### The input
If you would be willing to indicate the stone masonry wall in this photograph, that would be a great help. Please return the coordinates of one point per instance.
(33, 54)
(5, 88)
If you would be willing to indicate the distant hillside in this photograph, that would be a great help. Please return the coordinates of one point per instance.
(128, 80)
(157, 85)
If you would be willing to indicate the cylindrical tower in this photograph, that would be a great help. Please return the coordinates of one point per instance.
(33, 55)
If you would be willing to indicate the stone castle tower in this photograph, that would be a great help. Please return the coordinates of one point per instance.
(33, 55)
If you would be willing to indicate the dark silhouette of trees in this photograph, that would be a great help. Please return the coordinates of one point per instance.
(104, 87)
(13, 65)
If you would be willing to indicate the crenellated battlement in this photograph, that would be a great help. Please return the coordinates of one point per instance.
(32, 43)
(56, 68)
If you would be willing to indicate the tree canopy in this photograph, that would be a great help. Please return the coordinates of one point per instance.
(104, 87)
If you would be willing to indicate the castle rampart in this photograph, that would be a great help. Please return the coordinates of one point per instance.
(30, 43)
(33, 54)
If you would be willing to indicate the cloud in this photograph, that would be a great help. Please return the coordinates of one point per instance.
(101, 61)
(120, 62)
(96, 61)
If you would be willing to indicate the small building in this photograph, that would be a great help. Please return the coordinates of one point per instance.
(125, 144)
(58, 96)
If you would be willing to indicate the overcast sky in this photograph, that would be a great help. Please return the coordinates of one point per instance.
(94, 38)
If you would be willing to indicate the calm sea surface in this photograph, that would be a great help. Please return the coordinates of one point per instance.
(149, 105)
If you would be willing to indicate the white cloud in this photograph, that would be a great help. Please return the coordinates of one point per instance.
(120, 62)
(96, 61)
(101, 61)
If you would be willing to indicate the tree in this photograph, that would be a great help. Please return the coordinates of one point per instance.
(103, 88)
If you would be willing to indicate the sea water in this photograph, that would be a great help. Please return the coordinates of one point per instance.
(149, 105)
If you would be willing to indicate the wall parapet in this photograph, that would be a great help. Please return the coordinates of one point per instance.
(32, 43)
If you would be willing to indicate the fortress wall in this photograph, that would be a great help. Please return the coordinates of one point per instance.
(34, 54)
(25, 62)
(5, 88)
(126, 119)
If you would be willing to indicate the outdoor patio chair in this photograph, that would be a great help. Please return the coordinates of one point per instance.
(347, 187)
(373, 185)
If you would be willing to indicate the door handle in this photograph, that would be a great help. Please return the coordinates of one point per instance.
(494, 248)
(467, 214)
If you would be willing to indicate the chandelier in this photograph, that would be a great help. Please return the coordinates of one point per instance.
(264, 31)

### Exercise requirements
Repeat all the records. Match each line exactly.

### Exercise result
If you would be willing to indicate the stone masonry wall in this photograph, that would be a great help. Please return the coordinates of one point per instance.
(33, 54)
(5, 88)
If you would be willing to indicate the distant hillside in this photograph, that would be a great help. Please return the coordinates of one point per instance.
(128, 80)
(157, 85)
If you would be willing to indicate the cylindrical tower in this photograph, that would be a great help. Please return the coordinates of one point per instance.
(33, 55)
If you would be willing to indicate the stone castle tower in this photograph, that would be a great help. Please return the coordinates of one point per instance.
(33, 55)
If you would be willing to indicate the dark silhouette of trees in this photograph, that would be a great help. Please return the coordinates of one point per instance.
(104, 87)
(13, 65)
If you would be willing to indicate the crenellated battlement in this photograph, that would be a great help. Please return the coordinates of one point per instance.
(32, 43)
(56, 68)
If you would be willing to indicate the tree canopy in this photograph, that would be a great help. Please return the coordinates of one point per instance.
(104, 87)
If you would be willing to indicate the castle rampart in this photograph, that would be a great help. Please return the coordinates of one point per instance.
(30, 43)
(33, 54)
If you would be willing to indicate the cloud in this photograph, that would be a great help. Please return the coordinates of one point per instance.
(101, 61)
(120, 62)
(96, 61)
If you would be willing to indicate the small building in this photograph, that would be a great help. Please return the coordinates of one point per instance.
(125, 144)
(58, 96)
If you would be willing to indicate the overcast sky in this photograph, that would be a great help. Please return the coordinates of one point per instance.
(94, 38)
If you would be willing to indicate the calm sea surface in this photograph, that would be a great help. Please return the coordinates of one point per instance.
(149, 105)
If you would be willing to indicate the white cloud in this photograph, that would be a great help. Please return the coordinates of one point per instance.
(120, 62)
(96, 61)
(101, 61)
If you would be willing to indicate the tree in this photograph, that would be a great help. Please return the coordinates of one point per instance.
(103, 88)
If you would be willing to indicate the sea water in this photograph, that would be a great help. Please return the coordinates of one point per instance.
(149, 105)
If you would be willing to indicate the wall parapet in this photograph, that would be a great help. Please return the coordinates of one point per instance.
(32, 43)
If you would be willing to indicate the fortress wall in this photograph, that would be a great help. Please return the coordinates of one point per instance.
(34, 54)
(25, 62)
(5, 88)
(126, 119)
If you would be willing to indicate the outdoor patio chair in this photograph, that would be a great help. Please return the coordinates of one point per instance.
(347, 187)
(373, 185)
If you would be willing to indicate the door handle in this photograph, that would be a great help. Please return the coordinates of one point per instance.
(494, 248)
(467, 214)
If you would be willing to indicate the chandelier in this photograph, that would be a great help. Please return the coordinates of one point per instance.
(264, 31)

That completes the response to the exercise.